Page

%%

Communauté apprenante maintenant. Dans l’idée de communauté apprenante, il y a au préalable l’idée de communauté, c’est-à-dire de gens qui se reconnaissent mutuellement comme ayant des intérêts communs suffisamment forts pour partager leur expérience, pour se déshabiller devant les autres. Le reste est de la littérature ! On ne se déshabille pas devant n’importe qui. Pour le faire, il faut que je me sente appartenir à une mouvance, que j’aie envie de réfléchir avec mes homologues, de mettre sur la table mes doutes et mes découvertes sans risquer de me sentir jugé. Une communauté apprenante peut prendre des tas de formes, des clubs, des réseaux plus ou moins informels.

Quand une communauté de ce type devient-elle apprenante ? Quand elle devient convaincue de l’intérêt d’une capitalisation collective de l’expérience, convaincue de la possibilité de se nourrir de l’expérience des uns des autres, convaincue qu’elle sera capable de faire mieux si elle a tiré toutes les leçons de son action quotidienne et de le faire de façon collective. Dans l’idée de communauté apprenante, il y a l’idée de butinage. Le pollen que je vais aller prendre sur une fleur viendra féconder la fleur d’à côté. Il y a l’idée de dissémination : parce que l’on va pouvoir mettre en forme les idées en commun, on sera mieux en mesure de prendre la parole et de les diffuser.

%%

Données fournies
%%

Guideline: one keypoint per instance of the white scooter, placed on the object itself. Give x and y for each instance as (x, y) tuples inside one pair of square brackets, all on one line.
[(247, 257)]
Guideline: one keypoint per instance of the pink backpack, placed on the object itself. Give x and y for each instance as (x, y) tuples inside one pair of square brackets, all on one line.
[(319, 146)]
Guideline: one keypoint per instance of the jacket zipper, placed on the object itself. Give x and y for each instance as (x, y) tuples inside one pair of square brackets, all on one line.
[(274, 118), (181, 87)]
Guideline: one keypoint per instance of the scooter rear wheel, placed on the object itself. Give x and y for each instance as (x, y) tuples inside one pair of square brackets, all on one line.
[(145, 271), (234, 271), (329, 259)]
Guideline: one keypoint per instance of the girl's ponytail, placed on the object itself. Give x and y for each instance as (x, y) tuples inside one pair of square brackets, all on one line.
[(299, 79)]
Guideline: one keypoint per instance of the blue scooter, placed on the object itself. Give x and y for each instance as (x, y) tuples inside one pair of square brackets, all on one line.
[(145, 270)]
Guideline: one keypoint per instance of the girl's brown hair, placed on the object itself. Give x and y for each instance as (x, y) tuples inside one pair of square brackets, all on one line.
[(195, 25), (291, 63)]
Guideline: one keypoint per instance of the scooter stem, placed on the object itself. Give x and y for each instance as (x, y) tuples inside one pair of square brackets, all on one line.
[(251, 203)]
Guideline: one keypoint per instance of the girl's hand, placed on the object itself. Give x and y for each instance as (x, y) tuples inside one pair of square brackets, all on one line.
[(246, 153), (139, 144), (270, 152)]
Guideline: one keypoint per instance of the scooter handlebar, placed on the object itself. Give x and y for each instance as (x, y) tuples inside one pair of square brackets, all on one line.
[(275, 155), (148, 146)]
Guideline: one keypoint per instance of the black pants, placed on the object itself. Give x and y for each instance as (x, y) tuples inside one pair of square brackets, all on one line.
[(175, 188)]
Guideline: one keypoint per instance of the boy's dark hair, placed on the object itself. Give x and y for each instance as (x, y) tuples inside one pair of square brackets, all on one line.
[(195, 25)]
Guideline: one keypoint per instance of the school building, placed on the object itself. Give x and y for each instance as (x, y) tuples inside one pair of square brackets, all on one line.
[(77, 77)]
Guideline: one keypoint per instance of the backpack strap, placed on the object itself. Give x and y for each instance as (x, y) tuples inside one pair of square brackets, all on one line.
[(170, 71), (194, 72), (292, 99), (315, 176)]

%%

Objectifs
[a] Recopiez tout le passage du texte sur la communauté apprenante, depuis « Quand une communauté » jusqu'à « de les diffuser. ».
[b] Reformulez sous forme de liste le paragraphe du texte sur la communauté apprenante qui commence par « Quand une communauté de ce type », en gardant ses idées principales.

Corrigé des exercices
[a]
Quand une communauté de ce type devient-elle apprenante ? Quand elle devient convaincue de l’intérêt d’une capitalisation collective de l’expérience, convaincue de la possibilité de se nourrir de l’expérience des uns des autres, convaincue qu’elle sera capable de faire mieux si elle a tiré toutes les leçons de son action quotidienne et de le faire de façon collective. Dans l’idée de communauté apprenante, il y a l’idée de butinage. Le pollen que je vais aller prendre sur une fleur viendra féconder la fleur d’à côté. Il y a l’idée de dissémination : parce que l’on va pouvoir mettre en forme les idées en commun, on sera mieux en mesure de prendre la parole et de les diffuser.

[b]
- Une communauté devient apprenante lorsqu'elle est convaincue :
  - de l'intérêt d'une capitalisation collective de l'expérience ;
  - de la possibilité de se nourrir de l'expérience des uns et des autres ;
  - qu'elle fera mieux si elle tire collectivement toutes les leçons de son action quotidienne.
- Elle repose sur l'idée de butinage : le pollen pris sur une fleur féconde la fleur d'à côté.
- Elle repose aussi sur l'idée de dissémination : mettre les idées en forme en commun permet de mieux prendre la parole et de les diffuser.